***** Text shown

The Terrors

Nine Arches Press, 2009
ISBN 9780956055927
Illustrated by Emma Robertson
32pp, £5 – SOLD OUT

Download on Amazon Kindle

Shortlisted for the Michael Marks Award for Poetry Pamphlets 2009

The Terrors is a sequence of imagined emails; poetic missives from the start of the 21st century to inmates at London’s notorious Newgate Prison. The emails introduce a cast of 18th century villains and their gruesome crimes: ‘Half-hanged Smith’; executioner-turned-murderer Jack Ketch; the notorious Waltham Blacks.

Mimicking the tone of its primary source, The Newgate Calendar, The Terrors tacks from horror to humour, from moral disgust to the casual chit-chat of the digital generation, all the time delineating London’s violent urban undercurrent in bold, energetic and sometimes shocking language.

**********
***** Data lines

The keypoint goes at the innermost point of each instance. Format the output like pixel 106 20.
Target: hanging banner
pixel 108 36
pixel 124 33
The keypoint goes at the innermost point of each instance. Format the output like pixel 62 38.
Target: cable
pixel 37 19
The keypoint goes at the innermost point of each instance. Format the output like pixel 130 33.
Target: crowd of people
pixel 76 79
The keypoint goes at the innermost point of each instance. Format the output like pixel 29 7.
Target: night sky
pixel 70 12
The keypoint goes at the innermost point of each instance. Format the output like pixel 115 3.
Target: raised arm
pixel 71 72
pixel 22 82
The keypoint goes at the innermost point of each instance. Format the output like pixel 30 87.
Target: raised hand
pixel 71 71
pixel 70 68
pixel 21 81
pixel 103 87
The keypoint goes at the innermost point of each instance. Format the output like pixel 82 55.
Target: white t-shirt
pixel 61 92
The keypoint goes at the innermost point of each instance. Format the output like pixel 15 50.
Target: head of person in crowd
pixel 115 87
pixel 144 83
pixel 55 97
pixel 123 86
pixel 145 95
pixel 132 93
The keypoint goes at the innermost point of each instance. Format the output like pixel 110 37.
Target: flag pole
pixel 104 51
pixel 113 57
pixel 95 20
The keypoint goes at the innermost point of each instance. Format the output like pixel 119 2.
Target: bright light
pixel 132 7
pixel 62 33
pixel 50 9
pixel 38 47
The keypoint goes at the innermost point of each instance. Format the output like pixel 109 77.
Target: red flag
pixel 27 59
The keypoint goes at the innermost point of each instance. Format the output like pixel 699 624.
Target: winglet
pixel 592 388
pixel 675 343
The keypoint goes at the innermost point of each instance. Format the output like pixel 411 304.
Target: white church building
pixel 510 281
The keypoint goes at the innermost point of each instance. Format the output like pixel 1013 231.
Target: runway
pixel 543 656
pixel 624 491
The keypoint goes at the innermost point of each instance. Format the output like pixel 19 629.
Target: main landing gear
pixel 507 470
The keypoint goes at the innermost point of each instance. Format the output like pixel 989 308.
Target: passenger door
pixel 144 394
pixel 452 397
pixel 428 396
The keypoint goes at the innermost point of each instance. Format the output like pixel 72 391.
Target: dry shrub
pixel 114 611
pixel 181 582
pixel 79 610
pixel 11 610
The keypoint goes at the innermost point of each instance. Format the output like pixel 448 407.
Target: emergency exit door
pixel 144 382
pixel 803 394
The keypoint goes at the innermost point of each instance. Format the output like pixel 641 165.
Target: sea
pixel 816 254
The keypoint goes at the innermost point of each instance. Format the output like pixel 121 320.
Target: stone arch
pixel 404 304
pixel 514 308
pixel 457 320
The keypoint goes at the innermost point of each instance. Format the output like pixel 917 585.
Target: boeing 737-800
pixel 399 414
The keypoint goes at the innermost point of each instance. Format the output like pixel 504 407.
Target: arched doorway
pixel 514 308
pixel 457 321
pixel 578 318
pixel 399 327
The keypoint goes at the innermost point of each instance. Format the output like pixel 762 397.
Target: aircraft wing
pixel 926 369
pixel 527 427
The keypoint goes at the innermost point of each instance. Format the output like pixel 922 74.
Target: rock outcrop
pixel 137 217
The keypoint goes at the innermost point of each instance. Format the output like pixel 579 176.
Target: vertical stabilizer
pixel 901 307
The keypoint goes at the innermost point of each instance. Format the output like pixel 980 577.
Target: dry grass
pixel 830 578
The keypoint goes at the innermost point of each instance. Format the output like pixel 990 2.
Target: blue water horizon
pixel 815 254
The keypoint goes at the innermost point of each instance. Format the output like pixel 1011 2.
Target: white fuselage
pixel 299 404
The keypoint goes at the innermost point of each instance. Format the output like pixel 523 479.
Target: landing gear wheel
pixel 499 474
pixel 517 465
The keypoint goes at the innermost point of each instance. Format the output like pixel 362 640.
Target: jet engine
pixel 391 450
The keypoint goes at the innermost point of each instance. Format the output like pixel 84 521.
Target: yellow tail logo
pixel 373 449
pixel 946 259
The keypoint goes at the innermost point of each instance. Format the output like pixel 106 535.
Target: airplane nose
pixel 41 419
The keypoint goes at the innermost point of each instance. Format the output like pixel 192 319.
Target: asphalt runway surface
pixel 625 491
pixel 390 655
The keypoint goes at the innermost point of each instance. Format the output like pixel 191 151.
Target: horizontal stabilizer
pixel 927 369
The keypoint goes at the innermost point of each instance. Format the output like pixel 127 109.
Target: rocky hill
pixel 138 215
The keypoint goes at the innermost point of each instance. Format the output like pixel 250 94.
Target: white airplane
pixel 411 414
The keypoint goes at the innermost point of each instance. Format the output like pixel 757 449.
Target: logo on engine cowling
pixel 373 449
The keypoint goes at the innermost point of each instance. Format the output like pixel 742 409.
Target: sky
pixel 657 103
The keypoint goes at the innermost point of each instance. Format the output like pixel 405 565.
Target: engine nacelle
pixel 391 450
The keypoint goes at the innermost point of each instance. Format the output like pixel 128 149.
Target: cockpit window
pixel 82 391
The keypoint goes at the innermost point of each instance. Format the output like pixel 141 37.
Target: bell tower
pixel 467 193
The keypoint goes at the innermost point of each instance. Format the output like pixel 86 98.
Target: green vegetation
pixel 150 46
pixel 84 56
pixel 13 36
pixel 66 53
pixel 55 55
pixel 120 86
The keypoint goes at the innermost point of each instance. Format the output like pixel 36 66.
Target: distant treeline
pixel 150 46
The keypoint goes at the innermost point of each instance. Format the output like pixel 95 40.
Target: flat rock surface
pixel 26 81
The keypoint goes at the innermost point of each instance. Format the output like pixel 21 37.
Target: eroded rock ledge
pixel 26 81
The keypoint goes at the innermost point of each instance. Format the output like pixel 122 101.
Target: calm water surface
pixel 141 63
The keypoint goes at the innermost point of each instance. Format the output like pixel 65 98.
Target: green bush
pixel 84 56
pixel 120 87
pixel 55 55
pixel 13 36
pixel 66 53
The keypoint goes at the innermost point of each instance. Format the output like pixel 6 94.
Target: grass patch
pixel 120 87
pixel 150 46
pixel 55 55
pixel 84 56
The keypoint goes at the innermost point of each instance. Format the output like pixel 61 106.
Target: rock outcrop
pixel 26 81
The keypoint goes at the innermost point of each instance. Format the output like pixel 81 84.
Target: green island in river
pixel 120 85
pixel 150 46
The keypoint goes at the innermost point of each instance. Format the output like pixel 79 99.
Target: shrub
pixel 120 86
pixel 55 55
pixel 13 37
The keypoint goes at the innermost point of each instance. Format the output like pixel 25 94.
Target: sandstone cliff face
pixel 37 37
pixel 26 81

**********

Tasks for this exercise
a) In two sentences, summarize the book description.
b) Write out everything in the book description from "Download on Amazon" down to "sometimes shocking language.".
c) Using the book description, decide whether each statement agrees with it, answering yes or no and quoting the words that settle it: (i) The Terrors was illustrated by Emma Robertson. (ii) The Terrors won the Michael Marks Award for Poetry Pamphlets 2009. (iii) The emails are addressed to inmates of Newgate Prison.
The records play no part in any of the work here.

Correct answers
a) The Terrors is a sequence of imagined emails sent from the start of the 21st century to inmates at London's Newgate Prison, introducing 18th-century villains and their gruesome crimes. Mimicking The Newgate Calendar, it shifts from horror to humor and from moral disgust to casual chit-chat while depicting London's violent urban undercurrent in bold, energetic and sometimes shocking language.

b)
Download on Amazon Kindle

Shortlisted for the Michael Marks Award for Poetry Pamphlets 2009

The Terrors is a sequence of imagined emails; poetic missives from the start of the 21st century to inmates at London’s notorious Newgate Prison. The emails introduce a cast of 18th century villains and their gruesome crimes: ‘Half-hanged Smith’; executioner-turned-murderer Jack Ketch; the notorious Waltham Blacks.

Mimicking the tone of its primary source, The Newgate Calendar, The Terrors tacks from horror to humour, from moral disgust to the casual chit-chat of the digital generation, all the time delineating London’s violent urban undercurrent in bold, energetic and sometimes shocking language.

c)
(i) Yes: "Illustrated by Emma Robertson"
(ii) No: "Shortlisted for the Michael Marks Award for Poetry Pamphlets 2009"
(iii) Yes: "to inmates at London’s notorious Newgate Prison"